Work instruction: Go through the listing and return every line with "hillside" in it.

Data shown:
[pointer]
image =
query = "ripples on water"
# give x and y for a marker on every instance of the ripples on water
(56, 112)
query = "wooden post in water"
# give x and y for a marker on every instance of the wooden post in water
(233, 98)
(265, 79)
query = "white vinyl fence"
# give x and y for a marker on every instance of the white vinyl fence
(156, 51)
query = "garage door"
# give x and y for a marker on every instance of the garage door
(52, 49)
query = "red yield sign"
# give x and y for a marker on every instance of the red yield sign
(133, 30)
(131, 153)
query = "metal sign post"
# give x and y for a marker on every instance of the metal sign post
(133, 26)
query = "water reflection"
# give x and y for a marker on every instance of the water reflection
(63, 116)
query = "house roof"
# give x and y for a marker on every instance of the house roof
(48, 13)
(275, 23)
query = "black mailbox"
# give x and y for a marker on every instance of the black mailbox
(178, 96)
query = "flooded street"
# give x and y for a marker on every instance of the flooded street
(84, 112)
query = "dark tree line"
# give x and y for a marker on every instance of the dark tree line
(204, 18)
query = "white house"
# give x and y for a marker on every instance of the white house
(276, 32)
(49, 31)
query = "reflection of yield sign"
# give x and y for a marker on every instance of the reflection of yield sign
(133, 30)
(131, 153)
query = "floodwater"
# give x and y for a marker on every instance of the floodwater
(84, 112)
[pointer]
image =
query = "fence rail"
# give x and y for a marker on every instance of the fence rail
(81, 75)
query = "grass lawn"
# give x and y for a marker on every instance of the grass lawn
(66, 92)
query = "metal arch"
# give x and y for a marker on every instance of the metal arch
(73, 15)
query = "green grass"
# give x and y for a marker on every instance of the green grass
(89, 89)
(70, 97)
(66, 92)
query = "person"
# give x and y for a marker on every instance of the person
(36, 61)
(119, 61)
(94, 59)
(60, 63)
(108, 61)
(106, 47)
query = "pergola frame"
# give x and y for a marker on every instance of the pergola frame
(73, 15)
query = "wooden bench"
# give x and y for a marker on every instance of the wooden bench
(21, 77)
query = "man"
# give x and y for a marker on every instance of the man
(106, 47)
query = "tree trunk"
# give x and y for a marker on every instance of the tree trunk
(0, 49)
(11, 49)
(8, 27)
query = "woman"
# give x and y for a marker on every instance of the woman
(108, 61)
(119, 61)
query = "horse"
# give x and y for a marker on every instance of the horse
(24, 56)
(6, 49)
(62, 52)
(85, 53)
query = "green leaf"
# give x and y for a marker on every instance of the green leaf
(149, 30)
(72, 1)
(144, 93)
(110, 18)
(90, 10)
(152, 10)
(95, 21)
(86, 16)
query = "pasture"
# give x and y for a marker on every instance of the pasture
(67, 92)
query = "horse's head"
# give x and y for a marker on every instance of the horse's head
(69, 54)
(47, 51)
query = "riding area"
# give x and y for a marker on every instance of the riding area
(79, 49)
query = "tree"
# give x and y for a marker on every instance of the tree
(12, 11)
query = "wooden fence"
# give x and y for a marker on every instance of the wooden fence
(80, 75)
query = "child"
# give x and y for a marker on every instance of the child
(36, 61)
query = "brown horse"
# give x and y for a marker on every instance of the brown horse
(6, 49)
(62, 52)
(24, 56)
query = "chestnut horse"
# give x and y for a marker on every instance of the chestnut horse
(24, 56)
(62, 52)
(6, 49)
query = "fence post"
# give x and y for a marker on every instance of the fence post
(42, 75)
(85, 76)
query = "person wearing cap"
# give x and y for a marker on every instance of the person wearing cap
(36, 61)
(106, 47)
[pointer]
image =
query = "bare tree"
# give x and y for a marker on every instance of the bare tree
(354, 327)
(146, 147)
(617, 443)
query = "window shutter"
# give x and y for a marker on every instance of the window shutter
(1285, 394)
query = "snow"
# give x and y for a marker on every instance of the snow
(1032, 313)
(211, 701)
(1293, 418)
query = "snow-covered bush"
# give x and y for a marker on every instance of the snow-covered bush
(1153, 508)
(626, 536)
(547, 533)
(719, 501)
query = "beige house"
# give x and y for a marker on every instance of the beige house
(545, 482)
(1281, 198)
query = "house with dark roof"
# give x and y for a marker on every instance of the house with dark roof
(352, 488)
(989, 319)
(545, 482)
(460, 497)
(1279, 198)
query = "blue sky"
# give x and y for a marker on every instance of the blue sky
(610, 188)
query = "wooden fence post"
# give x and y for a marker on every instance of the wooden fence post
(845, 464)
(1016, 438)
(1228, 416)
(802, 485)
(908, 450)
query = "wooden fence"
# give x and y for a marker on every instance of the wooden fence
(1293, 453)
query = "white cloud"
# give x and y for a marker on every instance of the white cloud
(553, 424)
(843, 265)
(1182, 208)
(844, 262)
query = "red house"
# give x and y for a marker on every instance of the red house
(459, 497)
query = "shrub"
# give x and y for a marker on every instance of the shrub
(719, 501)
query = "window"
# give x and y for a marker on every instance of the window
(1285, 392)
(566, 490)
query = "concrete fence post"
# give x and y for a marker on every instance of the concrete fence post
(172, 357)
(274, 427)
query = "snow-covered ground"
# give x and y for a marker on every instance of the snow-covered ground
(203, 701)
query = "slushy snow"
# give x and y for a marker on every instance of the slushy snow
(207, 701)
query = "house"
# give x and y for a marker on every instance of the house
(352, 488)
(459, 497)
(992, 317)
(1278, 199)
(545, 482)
--
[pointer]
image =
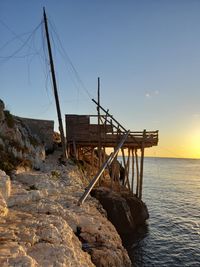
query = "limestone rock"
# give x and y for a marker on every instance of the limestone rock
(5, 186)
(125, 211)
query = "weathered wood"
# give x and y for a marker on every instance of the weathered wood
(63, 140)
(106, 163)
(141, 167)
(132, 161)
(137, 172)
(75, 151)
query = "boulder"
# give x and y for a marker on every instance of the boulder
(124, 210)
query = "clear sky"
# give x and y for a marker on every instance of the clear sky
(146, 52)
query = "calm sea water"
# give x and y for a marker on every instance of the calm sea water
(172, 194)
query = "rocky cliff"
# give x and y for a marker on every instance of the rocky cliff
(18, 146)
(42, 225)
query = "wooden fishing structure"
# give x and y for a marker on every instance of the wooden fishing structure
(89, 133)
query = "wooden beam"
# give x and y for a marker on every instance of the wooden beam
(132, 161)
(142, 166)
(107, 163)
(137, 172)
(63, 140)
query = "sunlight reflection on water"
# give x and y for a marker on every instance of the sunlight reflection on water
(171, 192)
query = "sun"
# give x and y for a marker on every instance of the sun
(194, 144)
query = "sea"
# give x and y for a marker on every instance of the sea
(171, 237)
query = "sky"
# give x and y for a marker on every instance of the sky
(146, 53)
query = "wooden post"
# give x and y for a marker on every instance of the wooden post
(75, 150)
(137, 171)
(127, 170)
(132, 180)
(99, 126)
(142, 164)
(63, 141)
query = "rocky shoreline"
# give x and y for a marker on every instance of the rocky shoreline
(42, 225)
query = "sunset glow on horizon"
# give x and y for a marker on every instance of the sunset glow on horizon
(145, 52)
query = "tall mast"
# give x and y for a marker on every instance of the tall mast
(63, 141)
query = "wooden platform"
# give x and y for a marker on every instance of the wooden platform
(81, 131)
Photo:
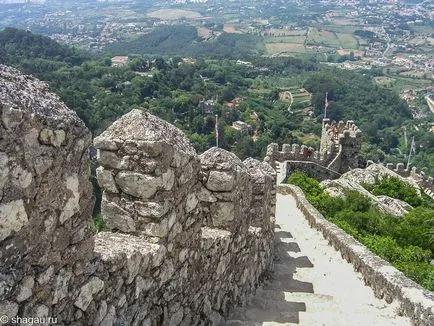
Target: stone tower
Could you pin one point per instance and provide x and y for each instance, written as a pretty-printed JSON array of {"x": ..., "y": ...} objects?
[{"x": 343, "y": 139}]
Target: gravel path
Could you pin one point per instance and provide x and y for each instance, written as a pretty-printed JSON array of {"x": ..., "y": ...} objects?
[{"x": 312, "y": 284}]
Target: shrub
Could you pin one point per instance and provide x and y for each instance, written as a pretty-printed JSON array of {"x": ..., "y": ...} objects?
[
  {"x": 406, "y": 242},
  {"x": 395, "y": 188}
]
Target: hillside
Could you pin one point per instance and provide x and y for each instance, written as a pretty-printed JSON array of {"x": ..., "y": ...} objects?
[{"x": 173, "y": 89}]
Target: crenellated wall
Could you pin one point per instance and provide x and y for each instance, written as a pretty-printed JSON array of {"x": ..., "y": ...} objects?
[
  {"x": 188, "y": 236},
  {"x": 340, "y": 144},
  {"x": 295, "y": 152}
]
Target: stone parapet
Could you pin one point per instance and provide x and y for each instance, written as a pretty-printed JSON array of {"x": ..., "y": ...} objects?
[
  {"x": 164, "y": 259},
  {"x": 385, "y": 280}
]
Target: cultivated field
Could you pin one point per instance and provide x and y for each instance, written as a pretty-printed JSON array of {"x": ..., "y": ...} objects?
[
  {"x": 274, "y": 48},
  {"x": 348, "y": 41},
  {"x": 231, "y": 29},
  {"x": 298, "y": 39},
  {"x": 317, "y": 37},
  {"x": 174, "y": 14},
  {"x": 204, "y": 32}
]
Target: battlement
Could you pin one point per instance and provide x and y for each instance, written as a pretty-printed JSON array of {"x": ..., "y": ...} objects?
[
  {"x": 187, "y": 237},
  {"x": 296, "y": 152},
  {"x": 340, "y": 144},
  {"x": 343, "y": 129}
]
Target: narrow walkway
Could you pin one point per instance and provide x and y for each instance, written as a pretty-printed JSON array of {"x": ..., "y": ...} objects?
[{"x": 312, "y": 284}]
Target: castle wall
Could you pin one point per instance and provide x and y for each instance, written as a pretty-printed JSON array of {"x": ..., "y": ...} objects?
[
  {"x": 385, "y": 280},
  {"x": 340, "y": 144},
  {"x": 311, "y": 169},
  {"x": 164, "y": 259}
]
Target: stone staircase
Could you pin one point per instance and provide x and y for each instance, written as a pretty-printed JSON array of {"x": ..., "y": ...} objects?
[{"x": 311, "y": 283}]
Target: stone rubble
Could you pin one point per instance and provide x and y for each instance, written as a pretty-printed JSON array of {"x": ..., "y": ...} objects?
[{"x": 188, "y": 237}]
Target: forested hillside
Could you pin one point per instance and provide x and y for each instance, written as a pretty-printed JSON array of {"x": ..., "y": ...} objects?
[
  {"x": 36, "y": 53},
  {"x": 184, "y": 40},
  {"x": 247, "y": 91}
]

Task answer:
Target: hillside
Target: forested hillside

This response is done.